[START OF Material shown]

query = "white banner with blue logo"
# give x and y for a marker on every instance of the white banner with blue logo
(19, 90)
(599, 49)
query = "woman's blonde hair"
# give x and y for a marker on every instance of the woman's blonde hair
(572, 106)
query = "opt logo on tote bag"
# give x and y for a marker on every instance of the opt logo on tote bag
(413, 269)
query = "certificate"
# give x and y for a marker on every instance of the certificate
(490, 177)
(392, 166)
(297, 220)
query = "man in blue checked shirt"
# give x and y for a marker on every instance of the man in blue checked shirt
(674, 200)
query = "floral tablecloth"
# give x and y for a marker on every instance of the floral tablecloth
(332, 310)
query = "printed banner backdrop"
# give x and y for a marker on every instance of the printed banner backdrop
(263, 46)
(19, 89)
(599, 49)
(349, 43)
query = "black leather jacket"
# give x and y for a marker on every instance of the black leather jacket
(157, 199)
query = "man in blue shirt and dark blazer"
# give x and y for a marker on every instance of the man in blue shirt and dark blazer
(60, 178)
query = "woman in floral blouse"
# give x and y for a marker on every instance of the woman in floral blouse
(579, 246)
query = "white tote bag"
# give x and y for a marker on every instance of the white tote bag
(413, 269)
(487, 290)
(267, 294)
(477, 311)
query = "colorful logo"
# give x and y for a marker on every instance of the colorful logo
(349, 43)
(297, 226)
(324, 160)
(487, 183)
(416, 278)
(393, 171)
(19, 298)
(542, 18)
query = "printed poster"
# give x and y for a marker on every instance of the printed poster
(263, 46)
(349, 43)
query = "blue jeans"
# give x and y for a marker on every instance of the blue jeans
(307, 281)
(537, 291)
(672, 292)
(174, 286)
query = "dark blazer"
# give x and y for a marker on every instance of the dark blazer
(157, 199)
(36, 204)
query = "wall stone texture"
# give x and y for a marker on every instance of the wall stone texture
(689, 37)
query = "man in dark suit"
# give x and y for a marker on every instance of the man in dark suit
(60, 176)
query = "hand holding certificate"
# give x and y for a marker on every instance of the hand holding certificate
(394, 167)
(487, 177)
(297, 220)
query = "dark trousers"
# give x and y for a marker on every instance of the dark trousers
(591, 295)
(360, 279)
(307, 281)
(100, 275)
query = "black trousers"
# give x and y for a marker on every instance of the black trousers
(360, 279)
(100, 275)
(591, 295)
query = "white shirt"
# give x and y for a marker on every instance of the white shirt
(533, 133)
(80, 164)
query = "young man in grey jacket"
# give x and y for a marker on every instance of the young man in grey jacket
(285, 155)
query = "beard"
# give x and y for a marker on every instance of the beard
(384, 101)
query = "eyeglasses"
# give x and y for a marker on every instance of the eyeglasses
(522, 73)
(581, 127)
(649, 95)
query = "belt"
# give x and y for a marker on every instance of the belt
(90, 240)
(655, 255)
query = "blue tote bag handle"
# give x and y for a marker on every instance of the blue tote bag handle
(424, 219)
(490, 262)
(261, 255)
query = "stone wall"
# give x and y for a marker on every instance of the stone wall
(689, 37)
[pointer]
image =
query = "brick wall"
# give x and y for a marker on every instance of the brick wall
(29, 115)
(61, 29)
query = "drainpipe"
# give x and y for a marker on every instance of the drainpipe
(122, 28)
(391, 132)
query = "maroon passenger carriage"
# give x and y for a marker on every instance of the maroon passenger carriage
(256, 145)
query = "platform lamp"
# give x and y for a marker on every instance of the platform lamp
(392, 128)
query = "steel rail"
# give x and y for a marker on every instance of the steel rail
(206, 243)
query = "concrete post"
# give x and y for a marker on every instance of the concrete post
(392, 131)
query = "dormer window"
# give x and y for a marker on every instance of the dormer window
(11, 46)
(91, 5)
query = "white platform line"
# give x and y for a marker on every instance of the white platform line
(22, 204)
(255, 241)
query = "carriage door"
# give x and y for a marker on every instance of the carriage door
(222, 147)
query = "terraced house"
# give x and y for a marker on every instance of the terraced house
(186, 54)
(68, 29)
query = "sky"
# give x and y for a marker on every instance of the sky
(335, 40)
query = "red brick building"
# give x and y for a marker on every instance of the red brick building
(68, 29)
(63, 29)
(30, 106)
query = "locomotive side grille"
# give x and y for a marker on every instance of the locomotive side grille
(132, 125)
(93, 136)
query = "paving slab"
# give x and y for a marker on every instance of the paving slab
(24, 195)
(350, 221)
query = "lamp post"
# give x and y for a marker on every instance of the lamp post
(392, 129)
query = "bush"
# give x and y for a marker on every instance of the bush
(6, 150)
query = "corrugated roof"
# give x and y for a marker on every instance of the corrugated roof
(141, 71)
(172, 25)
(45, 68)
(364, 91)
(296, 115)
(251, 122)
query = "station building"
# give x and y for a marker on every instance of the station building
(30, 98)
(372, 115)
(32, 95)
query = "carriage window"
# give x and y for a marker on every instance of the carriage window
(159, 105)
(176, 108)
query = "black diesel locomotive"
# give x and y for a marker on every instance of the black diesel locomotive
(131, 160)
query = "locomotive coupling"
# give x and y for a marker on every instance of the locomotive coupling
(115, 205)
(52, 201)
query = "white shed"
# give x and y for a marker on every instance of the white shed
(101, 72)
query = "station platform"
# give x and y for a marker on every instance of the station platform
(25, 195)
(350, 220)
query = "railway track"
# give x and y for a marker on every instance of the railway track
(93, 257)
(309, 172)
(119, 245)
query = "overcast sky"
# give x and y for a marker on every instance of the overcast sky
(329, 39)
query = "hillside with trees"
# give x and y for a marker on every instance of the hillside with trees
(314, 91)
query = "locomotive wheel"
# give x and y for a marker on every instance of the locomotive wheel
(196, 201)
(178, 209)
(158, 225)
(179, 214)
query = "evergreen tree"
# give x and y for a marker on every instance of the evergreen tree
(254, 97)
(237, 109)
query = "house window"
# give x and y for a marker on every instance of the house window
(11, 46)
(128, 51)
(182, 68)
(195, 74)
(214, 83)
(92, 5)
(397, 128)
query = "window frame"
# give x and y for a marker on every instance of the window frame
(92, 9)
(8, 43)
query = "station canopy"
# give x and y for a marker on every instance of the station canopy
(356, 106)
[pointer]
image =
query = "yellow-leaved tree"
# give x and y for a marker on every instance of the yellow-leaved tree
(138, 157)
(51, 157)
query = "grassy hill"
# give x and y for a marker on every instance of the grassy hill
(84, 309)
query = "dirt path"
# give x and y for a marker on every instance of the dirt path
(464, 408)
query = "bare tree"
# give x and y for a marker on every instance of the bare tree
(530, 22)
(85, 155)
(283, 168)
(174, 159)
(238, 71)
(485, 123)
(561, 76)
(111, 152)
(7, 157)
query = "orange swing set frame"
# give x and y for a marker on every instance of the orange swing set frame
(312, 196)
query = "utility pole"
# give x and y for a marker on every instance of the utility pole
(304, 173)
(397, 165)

[END OF Material shown]

= Problem =
Write out the complete set of records exactly as given.

= Response =
query = "white banner with blue logo"
# give x and y for a marker on every instance of the white banner with blue logo
(19, 90)
(599, 49)
query = "woman's blonde hair"
# give x and y for a marker on every instance of the woman's blonde hair
(572, 106)
query = "opt logo on tote bag"
# give x and y for a marker on every instance of the opt logo on tote bag
(413, 269)
query = "certificate"
# give x and y for a marker on every instance of the certificate
(490, 177)
(392, 166)
(297, 220)
query = "man in blue checked shirt"
# give x and y for a marker on every instance of the man in blue checked shirt
(674, 200)
query = "floral tablecloth"
# give x and y for a marker on every instance of the floral tablecloth
(332, 310)
query = "printed banner backdrop"
# give x and y for a marker on every instance of the printed banner backdrop
(263, 46)
(19, 89)
(599, 49)
(349, 43)
query = "black leather jacket"
# give x and y for a marker on every instance of the black leather jacket
(157, 199)
query = "man in blue shirt and dark blazer"
# give x and y for a marker on every instance of the man in blue shirt and dark blazer
(60, 178)
query = "woman in floral blouse"
# give x and y for a marker on every instance of the woman in floral blouse
(579, 246)
query = "white tote bag"
# give x and y for a marker on every instance of the white tote bag
(413, 269)
(487, 290)
(267, 294)
(477, 311)
query = "colorful logo"
# give x and y for a marker on every instance of the colorful logo
(349, 43)
(297, 226)
(324, 160)
(487, 183)
(416, 278)
(393, 171)
(19, 298)
(542, 18)
query = "printed poster"
# give x and y for a marker on every instance of the printed poster
(263, 46)
(349, 43)
query = "blue jeans"
# give x and y for a marker on every instance of the blue jeans
(307, 281)
(537, 291)
(672, 292)
(174, 286)
query = "dark blazer"
# give x and y for a marker on every instance of the dark blazer
(157, 199)
(36, 204)
query = "wall stone texture"
# give x and y for a marker on every instance of the wall stone texture
(689, 37)
query = "man in dark suit"
# give x and y for a marker on every instance of the man in dark suit
(60, 176)
query = "hand holding certificate"
# give x and y for a marker on every instance of the hand holding certificate
(394, 167)
(487, 177)
(297, 220)
query = "dark trousers"
# give x and y for a marker on every instance of the dark trousers
(591, 295)
(360, 279)
(307, 281)
(100, 275)
query = "black trousers"
# give x and y for a marker on every instance of the black trousers
(360, 279)
(100, 275)
(591, 295)
query = "white shirt"
# give x and y for a marker on every instance of the white shirt
(533, 133)
(80, 164)
query = "young man in grey jacket"
# give x and y for a marker on every instance of the young man in grey jacket
(285, 155)
query = "beard"
# give x and y for a marker on every instance of the beard
(384, 101)
query = "eyeglasses"
# give x and y for a marker on every instance of the eyeglasses
(522, 73)
(581, 127)
(649, 95)
query = "belt"
# give x and y for a marker on every instance of the belt
(90, 240)
(655, 255)
query = "blue tote bag handle"
# give x and y for a marker on every instance of the blue tote bag handle
(424, 219)
(490, 262)
(261, 255)
query = "stone wall"
# give x and y for a marker on every instance of the stone wall
(689, 37)
[pointer]
image =
query = "brick wall"
# give x and y for a marker on every instance of the brick wall
(29, 115)
(61, 29)
query = "drainpipe"
# give x and y for a marker on every instance of the drainpipe
(122, 28)
(391, 132)
query = "maroon passenger carriage"
# give x and y for a marker on every instance of the maroon passenger carriage
(256, 145)
query = "platform lamp"
# give x and y for a marker on every instance of the platform lamp
(392, 128)
query = "steel rail"
# give x and y for a marker on every instance of the steel rail
(206, 243)
query = "concrete post"
# give x and y for a marker on every instance of the concrete post
(392, 131)
query = "dormer window"
# give x and y for a marker on every instance of the dormer window
(11, 46)
(91, 5)
query = "white platform line"
# give x and y for a marker on every instance of the white platform line
(22, 204)
(255, 241)
query = "carriage door"
# give x and y for a marker on every instance of the carriage door
(222, 147)
query = "terraced house"
# give x and y for a marker on every instance of the terraced house
(186, 54)
(68, 29)
query = "sky"
# give x and y for a marker on every instance of the sky
(335, 40)
query = "red brick building"
# give x and y for a marker on every instance of the red brick building
(68, 29)
(63, 29)
(30, 106)
query = "locomotive side grille"
# give x and y for a marker on every instance of the locomotive side grille
(132, 125)
(93, 136)
query = "paving slab"
# give x and y for a marker on every instance of the paving slab
(24, 195)
(350, 221)
query = "lamp post"
# give x and y for a marker on every instance of the lamp post
(392, 129)
query = "bush"
# give x and y for a marker on every instance of the bush
(6, 150)
query = "corrugated roof"
# give x and y for a marker on every instance of the corrugated roof
(141, 71)
(172, 25)
(45, 68)
(364, 91)
(296, 115)
(251, 122)
query = "station building"
# give x and y for a marker on every instance of the station building
(30, 98)
(372, 115)
(32, 95)
query = "carriage window"
# give x and y for a marker on every instance of the carriage window
(159, 105)
(176, 108)
query = "black diesel locomotive"
# give x and y for a marker on every instance of the black diesel locomotive
(131, 160)
query = "locomotive coupling"
# give x and y for a marker on every instance of the locomotive coupling
(115, 205)
(52, 201)
query = "white shed"
# give x and y for a marker on every instance of the white shed
(101, 72)
query = "station platform"
# give x and y for a marker on every instance of the station platform
(25, 195)
(350, 220)
query = "railway track"
# give x and y for a marker on every instance of the railway track
(93, 257)
(309, 172)
(119, 245)
query = "overcast sky"
# give x and y for a marker on every instance of the overcast sky
(329, 39)
query = "hillside with trees"
# give x and y for a marker on every instance of the hillside with trees
(314, 91)
query = "locomotive wheel"
# give x and y for a marker on every instance of the locomotive wheel
(196, 201)
(178, 209)
(158, 225)
(179, 214)
query = "evergreen tree"
# give x and y for a marker on every instance of the evergreen tree
(254, 97)
(237, 109)
query = "house window"
# give x and y for a marker on every instance of the house window
(11, 46)
(128, 51)
(182, 68)
(195, 74)
(214, 83)
(92, 5)
(397, 128)
query = "window frame"
# give x and y for a marker on every instance of the window frame
(92, 9)
(8, 43)
query = "station canopy"
# give x and y for a marker on every instance of the station canopy
(356, 106)
[pointer]
image =
query = "yellow-leaved tree"
# give x and y for a marker on every instance of the yellow-leaved tree
(138, 157)
(51, 157)
query = "grassy hill"
# give x and y for a marker on every instance of the grassy hill
(84, 309)
query = "dirt path"
# give x and y for a marker on every instance of the dirt path
(464, 408)
query = "bare tree"
# give x and y for a marker on every instance of the bare tree
(530, 22)
(85, 155)
(283, 168)
(174, 159)
(238, 71)
(485, 123)
(561, 76)
(111, 152)
(7, 157)
query = "orange swing set frame"
# give x and y for a marker on every instance of the orange swing set frame
(312, 196)
query = "utility pole"
# give x and y for a marker on every instance of the utility pole
(304, 173)
(397, 165)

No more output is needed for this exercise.